Reproduce every line below word for word, without any changes.
+++ Task data +++
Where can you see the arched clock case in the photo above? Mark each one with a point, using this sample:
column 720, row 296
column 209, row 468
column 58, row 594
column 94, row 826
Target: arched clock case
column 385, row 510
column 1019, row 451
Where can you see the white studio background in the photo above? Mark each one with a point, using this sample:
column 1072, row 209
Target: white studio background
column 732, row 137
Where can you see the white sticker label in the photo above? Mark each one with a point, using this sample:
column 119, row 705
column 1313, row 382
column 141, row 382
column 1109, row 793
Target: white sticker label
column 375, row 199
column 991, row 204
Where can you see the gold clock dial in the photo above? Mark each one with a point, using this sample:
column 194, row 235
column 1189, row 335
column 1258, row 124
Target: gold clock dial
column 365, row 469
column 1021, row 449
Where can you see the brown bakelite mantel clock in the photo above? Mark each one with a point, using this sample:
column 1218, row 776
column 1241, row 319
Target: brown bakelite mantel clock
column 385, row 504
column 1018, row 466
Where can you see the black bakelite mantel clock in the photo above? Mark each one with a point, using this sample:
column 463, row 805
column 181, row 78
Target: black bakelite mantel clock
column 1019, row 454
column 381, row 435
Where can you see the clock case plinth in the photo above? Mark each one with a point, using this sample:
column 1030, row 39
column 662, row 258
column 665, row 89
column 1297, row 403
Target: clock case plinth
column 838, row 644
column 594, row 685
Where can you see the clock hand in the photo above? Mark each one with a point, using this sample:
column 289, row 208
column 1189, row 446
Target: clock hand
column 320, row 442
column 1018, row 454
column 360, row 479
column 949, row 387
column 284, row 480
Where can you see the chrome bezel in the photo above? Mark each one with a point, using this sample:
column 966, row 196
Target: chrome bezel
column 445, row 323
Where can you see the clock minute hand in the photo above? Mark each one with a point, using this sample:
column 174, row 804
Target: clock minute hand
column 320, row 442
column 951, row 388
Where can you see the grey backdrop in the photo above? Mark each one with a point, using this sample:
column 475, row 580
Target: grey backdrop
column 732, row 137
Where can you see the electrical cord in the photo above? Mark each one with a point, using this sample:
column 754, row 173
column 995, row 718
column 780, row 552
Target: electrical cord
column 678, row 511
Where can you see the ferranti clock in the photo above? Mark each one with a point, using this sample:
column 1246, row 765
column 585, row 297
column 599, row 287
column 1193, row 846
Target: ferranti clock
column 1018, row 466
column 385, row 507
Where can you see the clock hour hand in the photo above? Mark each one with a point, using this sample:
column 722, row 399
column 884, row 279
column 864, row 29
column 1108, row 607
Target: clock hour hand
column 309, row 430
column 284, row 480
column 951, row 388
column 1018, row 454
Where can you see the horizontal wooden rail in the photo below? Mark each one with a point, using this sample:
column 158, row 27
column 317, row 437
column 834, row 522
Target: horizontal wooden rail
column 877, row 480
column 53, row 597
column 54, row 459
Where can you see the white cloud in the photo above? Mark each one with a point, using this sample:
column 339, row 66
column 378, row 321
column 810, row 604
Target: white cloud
+++
Complete output ▸
Where can you see the arched clock case in the photo above? Mark each one with a point, using this sample:
column 720, row 296
column 209, row 468
column 58, row 594
column 94, row 826
Target: arched clock case
column 385, row 510
column 1019, row 451
Where can you see the white studio background in the photo above? Mark each one with a point, using this sample:
column 1072, row 209
Target: white studio background
column 732, row 137
Where can you see the white sticker label in the photo above? Mark each one with a point, using this sample:
column 119, row 705
column 1313, row 382
column 141, row 382
column 1109, row 793
Target: white sticker label
column 375, row 199
column 991, row 204
Where can you see the gold clock dial in the photo above? Mark each one with a point, using this sample:
column 194, row 235
column 1189, row 335
column 1258, row 124
Target: gold clock dial
column 365, row 469
column 1021, row 449
Where can you see the brown bakelite mantel clock in the photo above? Mark each one with a point, using this sample:
column 1218, row 776
column 1241, row 319
Target: brown bakelite mantel clock
column 385, row 504
column 1018, row 466
Where can you see the black bakelite mantel clock in the photo above? Mark each one with a point, using this sample:
column 463, row 805
column 181, row 78
Target: black bakelite mantel clock
column 1019, row 454
column 381, row 435
Where can you see the clock case plinth in the photo above? Mark each one with a point, using this sample:
column 1030, row 39
column 662, row 258
column 665, row 89
column 1297, row 403
Target: clock case plinth
column 838, row 644
column 594, row 685
Where can you see the clock hand in the photo above? Mark each one with a point, using this sample:
column 289, row 208
column 1189, row 446
Target: clock hand
column 320, row 442
column 1018, row 454
column 360, row 479
column 949, row 387
column 284, row 480
Where can you see the chrome bezel in the photo above? Mark each one with a point, using this sample:
column 966, row 196
Target: chrome bezel
column 445, row 323
Where can you see the clock minute hand in the photo above? Mark each one with a point, using this sample:
column 174, row 804
Target: clock minute hand
column 320, row 442
column 951, row 388
Where can you see the grey backdrop in the photo above? Mark each one with a point, using this sample:
column 475, row 580
Target: grey backdrop
column 732, row 137
Where can you see the electrical cord in the photo above? Mark each one with a point, using this sample:
column 754, row 173
column 995, row 718
column 780, row 552
Target: electrical cord
column 678, row 511
Where can you see the ferranti clock in the photo above? Mark each one with a point, using this sample:
column 1246, row 765
column 585, row 297
column 599, row 287
column 1193, row 846
Target: ferranti clock
column 1018, row 466
column 385, row 507
Where can you see the clock hour hand in the photo above? Mark each one with a point, using this sample:
column 722, row 399
column 884, row 279
column 864, row 29
column 1108, row 607
Target: clock hour hand
column 309, row 430
column 284, row 480
column 951, row 388
column 1018, row 454
Where can you see the horizontal wooden rail in the photo below? Mark each one with a point, using this sample:
column 158, row 27
column 317, row 437
column 834, row 522
Target: horizontal wooden rail
column 877, row 480
column 53, row 597
column 54, row 459
Where can you see the white cloud in the photo above? Mark each one with a point, using this sample:
column 339, row 66
column 378, row 321
column 810, row 604
Target: white cloud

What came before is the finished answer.